Labeled contour entries:
╭──

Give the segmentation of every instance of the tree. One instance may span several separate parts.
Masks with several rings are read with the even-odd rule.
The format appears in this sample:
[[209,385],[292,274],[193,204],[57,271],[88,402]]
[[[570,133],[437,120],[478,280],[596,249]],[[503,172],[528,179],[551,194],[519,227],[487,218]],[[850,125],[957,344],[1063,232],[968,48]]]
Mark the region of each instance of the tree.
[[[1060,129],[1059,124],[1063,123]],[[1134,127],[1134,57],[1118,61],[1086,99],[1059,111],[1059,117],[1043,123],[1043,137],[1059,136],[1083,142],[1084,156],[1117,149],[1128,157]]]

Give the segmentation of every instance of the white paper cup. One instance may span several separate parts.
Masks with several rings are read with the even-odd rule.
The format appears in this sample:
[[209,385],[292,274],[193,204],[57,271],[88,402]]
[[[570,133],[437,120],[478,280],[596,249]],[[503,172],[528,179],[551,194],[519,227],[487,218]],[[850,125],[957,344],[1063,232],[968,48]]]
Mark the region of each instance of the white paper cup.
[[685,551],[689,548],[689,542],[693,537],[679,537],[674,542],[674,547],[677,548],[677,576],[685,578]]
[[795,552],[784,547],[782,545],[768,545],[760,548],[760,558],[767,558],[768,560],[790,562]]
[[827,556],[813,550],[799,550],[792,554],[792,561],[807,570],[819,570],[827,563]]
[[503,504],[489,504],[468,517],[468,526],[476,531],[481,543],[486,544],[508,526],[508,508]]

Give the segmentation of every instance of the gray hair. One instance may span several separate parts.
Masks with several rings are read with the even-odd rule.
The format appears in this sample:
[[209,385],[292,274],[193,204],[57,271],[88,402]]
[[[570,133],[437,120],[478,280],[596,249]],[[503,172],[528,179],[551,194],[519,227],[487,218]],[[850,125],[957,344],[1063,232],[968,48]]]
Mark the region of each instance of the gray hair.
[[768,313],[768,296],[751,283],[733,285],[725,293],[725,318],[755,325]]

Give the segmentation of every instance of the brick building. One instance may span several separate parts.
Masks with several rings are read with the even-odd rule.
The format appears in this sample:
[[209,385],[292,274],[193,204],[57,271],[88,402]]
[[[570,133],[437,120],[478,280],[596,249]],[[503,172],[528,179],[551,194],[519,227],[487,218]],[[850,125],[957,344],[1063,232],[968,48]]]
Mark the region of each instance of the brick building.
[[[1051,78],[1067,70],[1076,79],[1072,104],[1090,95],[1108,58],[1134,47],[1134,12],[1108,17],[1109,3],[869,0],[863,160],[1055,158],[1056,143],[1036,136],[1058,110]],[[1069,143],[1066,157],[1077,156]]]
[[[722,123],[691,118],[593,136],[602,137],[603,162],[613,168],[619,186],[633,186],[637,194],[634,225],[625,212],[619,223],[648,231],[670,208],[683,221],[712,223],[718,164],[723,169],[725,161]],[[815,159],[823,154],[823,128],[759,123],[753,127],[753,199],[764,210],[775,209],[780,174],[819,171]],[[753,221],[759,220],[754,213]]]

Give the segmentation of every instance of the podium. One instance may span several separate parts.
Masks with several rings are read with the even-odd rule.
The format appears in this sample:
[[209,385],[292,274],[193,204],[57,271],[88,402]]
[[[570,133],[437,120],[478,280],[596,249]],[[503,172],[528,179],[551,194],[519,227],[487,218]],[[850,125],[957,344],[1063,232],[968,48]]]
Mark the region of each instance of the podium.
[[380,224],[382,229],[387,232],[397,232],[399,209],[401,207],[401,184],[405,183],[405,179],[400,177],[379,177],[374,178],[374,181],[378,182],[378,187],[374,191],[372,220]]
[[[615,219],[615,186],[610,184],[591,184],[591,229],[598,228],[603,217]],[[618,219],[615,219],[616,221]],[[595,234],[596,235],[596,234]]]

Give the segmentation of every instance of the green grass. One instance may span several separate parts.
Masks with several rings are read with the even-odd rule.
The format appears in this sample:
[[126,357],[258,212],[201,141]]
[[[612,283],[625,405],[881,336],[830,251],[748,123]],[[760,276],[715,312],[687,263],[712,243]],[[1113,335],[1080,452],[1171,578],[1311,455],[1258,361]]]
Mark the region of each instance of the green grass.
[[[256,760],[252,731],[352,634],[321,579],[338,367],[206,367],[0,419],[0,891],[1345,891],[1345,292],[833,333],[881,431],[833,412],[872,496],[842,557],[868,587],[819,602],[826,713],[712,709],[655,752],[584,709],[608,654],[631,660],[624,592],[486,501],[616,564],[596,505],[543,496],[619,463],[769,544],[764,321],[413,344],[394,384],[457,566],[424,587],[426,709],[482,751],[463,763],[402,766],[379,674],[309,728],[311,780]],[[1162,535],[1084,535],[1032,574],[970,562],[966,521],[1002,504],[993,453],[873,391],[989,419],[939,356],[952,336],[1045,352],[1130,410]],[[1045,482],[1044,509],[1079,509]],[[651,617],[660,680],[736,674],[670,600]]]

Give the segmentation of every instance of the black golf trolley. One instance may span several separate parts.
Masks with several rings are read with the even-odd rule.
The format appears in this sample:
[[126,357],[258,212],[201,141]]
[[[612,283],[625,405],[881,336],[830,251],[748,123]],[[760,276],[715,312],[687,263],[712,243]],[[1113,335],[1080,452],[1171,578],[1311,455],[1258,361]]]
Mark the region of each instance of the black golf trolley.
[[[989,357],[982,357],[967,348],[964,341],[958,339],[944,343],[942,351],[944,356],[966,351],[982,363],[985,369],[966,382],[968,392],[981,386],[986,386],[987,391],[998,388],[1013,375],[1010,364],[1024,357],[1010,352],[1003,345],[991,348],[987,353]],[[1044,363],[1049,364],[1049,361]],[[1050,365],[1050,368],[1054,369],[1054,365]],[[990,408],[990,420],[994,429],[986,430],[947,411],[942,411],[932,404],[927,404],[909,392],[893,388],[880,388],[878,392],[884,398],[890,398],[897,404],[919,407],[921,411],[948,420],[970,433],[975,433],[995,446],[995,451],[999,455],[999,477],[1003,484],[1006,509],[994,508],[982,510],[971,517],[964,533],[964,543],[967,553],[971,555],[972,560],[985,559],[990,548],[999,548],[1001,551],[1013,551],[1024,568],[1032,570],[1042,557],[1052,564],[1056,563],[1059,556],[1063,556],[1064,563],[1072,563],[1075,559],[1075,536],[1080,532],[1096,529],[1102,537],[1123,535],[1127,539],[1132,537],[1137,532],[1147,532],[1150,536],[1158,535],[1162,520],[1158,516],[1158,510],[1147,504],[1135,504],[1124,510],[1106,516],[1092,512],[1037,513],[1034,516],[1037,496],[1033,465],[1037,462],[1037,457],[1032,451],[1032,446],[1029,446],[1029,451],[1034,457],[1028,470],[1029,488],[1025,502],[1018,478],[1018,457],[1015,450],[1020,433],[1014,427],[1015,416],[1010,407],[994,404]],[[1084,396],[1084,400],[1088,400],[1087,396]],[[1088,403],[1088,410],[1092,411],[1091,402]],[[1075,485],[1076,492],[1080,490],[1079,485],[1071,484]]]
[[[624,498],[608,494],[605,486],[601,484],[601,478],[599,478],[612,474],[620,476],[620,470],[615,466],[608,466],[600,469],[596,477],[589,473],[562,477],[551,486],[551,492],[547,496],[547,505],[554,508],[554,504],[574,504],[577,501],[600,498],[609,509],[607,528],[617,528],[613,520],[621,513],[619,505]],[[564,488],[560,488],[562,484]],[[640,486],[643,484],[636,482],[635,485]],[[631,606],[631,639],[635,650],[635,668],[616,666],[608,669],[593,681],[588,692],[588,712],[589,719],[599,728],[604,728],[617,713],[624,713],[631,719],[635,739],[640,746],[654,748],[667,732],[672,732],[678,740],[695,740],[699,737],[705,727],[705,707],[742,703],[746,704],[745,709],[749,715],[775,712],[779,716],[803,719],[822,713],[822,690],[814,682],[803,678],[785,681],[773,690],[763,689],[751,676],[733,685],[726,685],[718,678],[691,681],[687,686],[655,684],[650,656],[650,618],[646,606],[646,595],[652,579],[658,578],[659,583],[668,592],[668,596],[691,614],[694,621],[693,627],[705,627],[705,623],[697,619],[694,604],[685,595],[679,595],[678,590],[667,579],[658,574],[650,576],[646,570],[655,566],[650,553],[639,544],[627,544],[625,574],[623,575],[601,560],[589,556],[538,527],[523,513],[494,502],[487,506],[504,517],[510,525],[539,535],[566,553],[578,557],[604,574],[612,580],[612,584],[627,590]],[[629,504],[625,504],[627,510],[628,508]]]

╰──

Exercise: In the listing, rewrite everything from the line containing "Give the segmentation of every instance of the podium." down to the line containing "Mark the region of each instance of the podium.", changing "podium" to "lectern" and leaving the rest unchanged. Return only those lines.

Response:
Give the segmentation of every instance of the lectern. One instance may span several separate parts.
Masks with several rings are read with the even-odd rule.
The format appears in this sample:
[[209,385],[292,274],[193,204],[57,271],[88,402]]
[[[570,133],[437,120],[478,280],[596,249]],[[503,172],[528,179],[551,194],[519,227],[487,218]],[[850,125],[957,344],[1063,232],[968,48]]]
Mark the region of each instance of the lectern.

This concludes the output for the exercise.